### Exercise 1
Decide whether each statement below agrees with the blog post on Chris Christie's Social Security proposal. Answer yes or no for each, and quote the deciding words of the post. (a) Christie presented the proposal in a speech in New Hampshire. (b) The plan would cut deficits by $2 trillion over a decade. (c) Christie said seniors who wish to work after age 62 should be exempt from the payroll tax.
### Exercise 2
Output the portion of the blog post on Chris Christie's Social Security proposal between "Probably some of" and "Christie's presidential ambitions.", inclusive.
### Exercise 3
Extend the blog post on Chris Christie's Social Security proposal, picking up after its final sentence.

*** Text for analysis ***

Tuesday, April 14, 2015

Chris Christie Proposes Social Security Cuts

by JASmius



Two ways to look at this: (1) The Big Show has the courage that comes from knowing that he has no realistic chance at the 2016 GOP nomination; or (2) he doesn't really want to be POTUS but enjoys attracting attention to himself beyond the amused looks his enormous girth garners him.

Probably some of both:

Republican presidential hopeful Chris Christie proposed pushing back the age of eligibility for Social Security and Medicare for future retirees on Tuesday as part of a plan to cut deficits by $1 trillion over a decade, an approach he said would confront the nation's "biggest challenges in an honest way."

An honest but inadequate way, if he were to be...well, honest.  Even if you buy the laughable fiction that current annual deficits are "only" half a trillion a year or so (and they're headed back up, BTW), "trimming" one fifth of that is like trying to dam a tsunami by sticking your finger in a dike.  It's a noble, I suppose, but nonetheless meaningless gesture.  A person can bleed to death in five minutes or ten, but in the end they're still going to be dead.

Kind of like Governor Christie's presidential ambitions.

In a speech in New Hampshire, site of the first 2016 presidential primary, the New Jersey governor also proposed cutting off Social Security benefits in the future for retirees with annual incomes of $200,000 or more.

Maybe he's calculating that seniors have become so small a portion of the presidential electorate that
he has little to lose by pissing them off with such a suggestion, even though they vote more consistently than any other demographic.  Not a good calculation given continuing "gray" demographic trends.

He said seniors who wish to work after age 62 should be exempt from the payroll tax.

Which - take your pick - either cuts Social Security's already hopelessly inadequate revenue streams or - really, and - won't remotely assuage the geezer outrage of cutting off their benies, which even the otherwise staunchest conservative seniors insist upon and down that they've "earned" even though the benies they get come not from some mythical "account" they "paid into" for years, but from today's dwindling body of workers and employees, same as they got syphoned for the seniors of decades ago.

*** End of Text for analysis ***
*** Data for analysis ***

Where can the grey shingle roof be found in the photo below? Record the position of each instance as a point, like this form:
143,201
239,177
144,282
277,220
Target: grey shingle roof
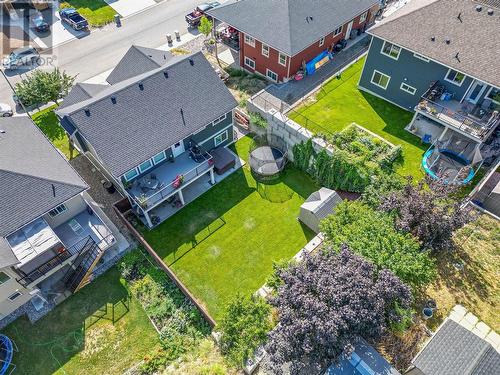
474,36
143,122
136,61
456,350
284,24
31,171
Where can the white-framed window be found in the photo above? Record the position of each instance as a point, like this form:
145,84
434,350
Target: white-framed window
4,278
455,77
380,79
337,31
271,75
130,175
14,295
282,59
407,88
220,138
265,50
420,57
144,166
249,62
390,50
58,210
159,157
249,40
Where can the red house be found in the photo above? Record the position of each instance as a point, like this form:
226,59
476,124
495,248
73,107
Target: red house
277,37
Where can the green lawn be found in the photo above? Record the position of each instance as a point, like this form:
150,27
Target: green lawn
261,226
71,340
49,124
97,12
340,103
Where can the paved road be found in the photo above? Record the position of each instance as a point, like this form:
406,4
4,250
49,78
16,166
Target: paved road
103,48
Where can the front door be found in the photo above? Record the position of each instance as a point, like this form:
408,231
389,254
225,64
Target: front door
348,31
475,92
178,149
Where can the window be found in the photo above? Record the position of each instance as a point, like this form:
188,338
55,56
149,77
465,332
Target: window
222,137
4,277
407,88
265,50
420,57
271,75
249,62
249,40
130,175
158,158
143,167
337,31
455,77
14,295
391,50
380,79
58,210
282,59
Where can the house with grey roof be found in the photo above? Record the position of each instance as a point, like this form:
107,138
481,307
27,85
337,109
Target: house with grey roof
434,58
151,130
51,234
277,38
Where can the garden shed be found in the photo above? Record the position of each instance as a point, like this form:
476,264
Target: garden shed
317,206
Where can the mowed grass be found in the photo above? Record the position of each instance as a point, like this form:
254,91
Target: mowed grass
477,285
217,260
340,103
72,340
47,121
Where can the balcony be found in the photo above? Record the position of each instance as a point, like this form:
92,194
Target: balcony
164,180
471,120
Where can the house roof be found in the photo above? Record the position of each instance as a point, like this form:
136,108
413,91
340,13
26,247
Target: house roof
151,111
289,26
136,61
455,350
473,35
34,176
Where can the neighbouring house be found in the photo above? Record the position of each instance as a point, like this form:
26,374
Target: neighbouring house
52,235
277,38
151,130
461,345
433,57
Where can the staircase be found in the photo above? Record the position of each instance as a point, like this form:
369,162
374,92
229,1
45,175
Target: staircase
79,273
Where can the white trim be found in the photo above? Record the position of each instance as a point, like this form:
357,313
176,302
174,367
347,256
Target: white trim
382,74
454,82
409,89
389,54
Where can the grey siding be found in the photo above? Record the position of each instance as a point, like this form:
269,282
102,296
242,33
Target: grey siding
408,69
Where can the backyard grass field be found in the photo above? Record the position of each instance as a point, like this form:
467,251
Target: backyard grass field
216,260
72,339
340,102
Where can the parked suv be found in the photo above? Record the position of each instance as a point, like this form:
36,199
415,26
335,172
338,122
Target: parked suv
21,56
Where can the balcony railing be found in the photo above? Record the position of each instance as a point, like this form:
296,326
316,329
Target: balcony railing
57,260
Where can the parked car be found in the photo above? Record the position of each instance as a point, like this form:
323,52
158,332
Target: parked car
39,22
21,56
193,18
5,110
73,18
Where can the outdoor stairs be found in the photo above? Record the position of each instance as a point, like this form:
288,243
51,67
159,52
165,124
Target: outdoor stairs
80,272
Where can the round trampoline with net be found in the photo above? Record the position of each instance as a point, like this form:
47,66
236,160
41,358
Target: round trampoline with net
267,156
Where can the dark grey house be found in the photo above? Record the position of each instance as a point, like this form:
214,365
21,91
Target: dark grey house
436,59
151,130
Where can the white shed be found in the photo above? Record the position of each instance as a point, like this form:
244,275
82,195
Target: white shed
317,206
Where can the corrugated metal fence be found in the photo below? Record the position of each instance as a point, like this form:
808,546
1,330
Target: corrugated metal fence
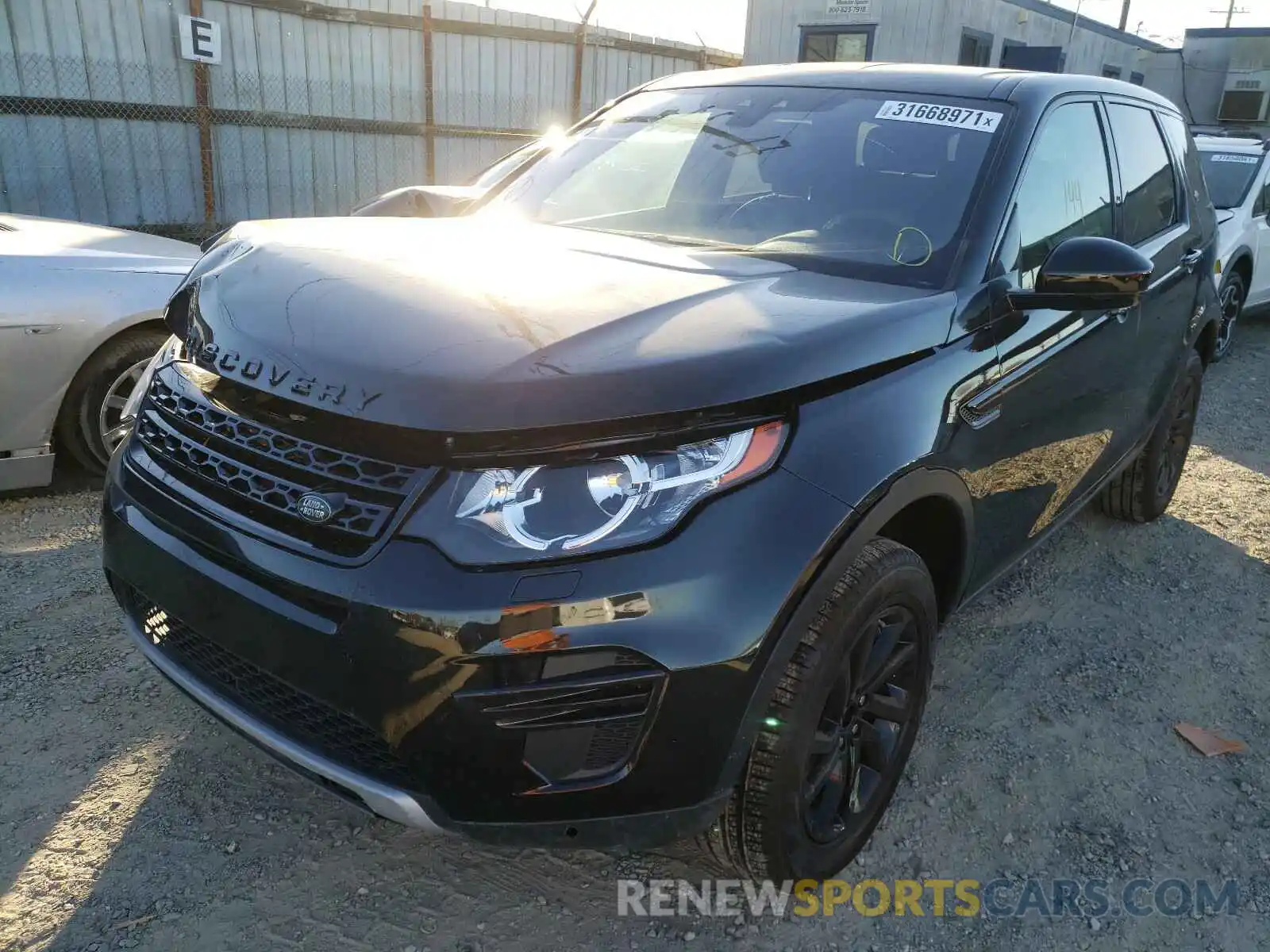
313,108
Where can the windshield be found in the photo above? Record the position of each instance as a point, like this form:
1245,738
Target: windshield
841,181
1229,175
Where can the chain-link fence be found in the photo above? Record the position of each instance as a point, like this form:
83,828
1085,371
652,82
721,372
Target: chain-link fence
302,116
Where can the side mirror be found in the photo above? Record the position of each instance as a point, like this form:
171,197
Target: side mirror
1087,274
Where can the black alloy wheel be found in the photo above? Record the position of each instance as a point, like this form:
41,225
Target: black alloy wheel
865,724
1143,490
837,731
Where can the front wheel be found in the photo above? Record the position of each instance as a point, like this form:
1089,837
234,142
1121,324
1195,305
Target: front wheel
840,727
89,425
1231,298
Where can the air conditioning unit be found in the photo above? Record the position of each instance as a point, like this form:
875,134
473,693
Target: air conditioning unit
1248,82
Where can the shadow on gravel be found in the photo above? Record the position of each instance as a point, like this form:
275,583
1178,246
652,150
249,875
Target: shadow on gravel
67,479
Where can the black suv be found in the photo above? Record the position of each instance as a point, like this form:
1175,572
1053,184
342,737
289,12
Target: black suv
626,507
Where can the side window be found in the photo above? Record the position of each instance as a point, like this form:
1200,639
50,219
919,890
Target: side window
1195,188
1066,190
1146,173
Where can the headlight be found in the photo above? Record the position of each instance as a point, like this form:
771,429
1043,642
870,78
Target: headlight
549,512
169,352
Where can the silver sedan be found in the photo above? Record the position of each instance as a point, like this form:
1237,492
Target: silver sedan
80,317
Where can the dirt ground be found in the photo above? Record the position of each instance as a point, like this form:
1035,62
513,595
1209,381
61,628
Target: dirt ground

*** End of Data for analysis ***

### Exercise result 1
(a) Yes: "In a speech in New Hampshire, site of the first 2016 presidential primary"
(b) No: "cut deficits by $1 trillion over a decade"
(c) Yes: "He said seniors who wish to work after age 62 should be exempt from the payroll tax."

### Exercise result 2
Probably some of both:

Republican presidential hopeful Chris Christie proposed pushing back the age of eligibility for Social Security and Medicare for future retirees on Tuesday as part of a plan to cut deficits by $1 trillion over a decade, an approach he said would confront the nation's "biggest challenges in an honest way."

An honest but inadequate way, if he were to be...well, honest.  Even if you buy the laughable fiction that current annual deficits are "only" half a trillion a year or so (and they're headed back up, BTW), "trimming" one fifth of that is like trying to dam a tsunami by sticking your finger in a dike.  It's a noble, I suppose, but nonetheless meaningless gesture.  A person can bleed to death in five minutes or ten, but in the end they're still going to be dead.

Kind of like Governor Christie's presidential ambitions.

### Exercise result 3
"Through its unwillingness to address our biggest challenges in an honest way, the Obama administration has put us on a perilous course for both our short-term and our long-term futures," Christie told the New Hampshire Institute of Politics at Saint Anselm College.

The Obama Regime is unwilling to address our biggest challenges in ANY way, because they want those "challenges" to remain unaddressed.  That IS their policy, because exacerbating the status quo advances O's Cloward-Piven "fundamental transformation" revolutionary agenda.

"See, I think it's time to tell the truth about what we need to do in order to solve our problems and put our country back on the path to greater prosperity."

First of all, we have to be put back onto a path to ANY kind of prosperity before we can begin to talk about increasing it.  Right now we're on the path to an even deeper economic depression, and looming economic collapse.

Second, Governor, if you want to tell the truth about what we need to do in order to solve our problems, you need to be talking about immediate privatization of ALL entitlements, which would necessarily include full repeal of ObamaCare.  Otherwise you're not telling the truth and you're wasting everybody's time with these timid half-measures.

Which suggests to me that what this is is an attempt to straddle that gaping divide between what really must be done and what the electorate will tolerate.  Which is not something that a morbidly obese RINO is physically or politically well-suited to do.

The proposal marked an attempt to establish Christie's deficit-cutting credentials in a race that has three other Republicans as declared presidential candidates, with more to come. Christie says he will decide in May or June whether to launch a campaign for the nomination.



He needn't bother,  Even with the canary in the coal mine he set loose today, that nascent campaign is already stillborn.  Which makes it so frustrating that he didn't really swing for the fences.  At least the magnitude of our predicament could have been injected into the campaign debate, if only for a news cycle or two.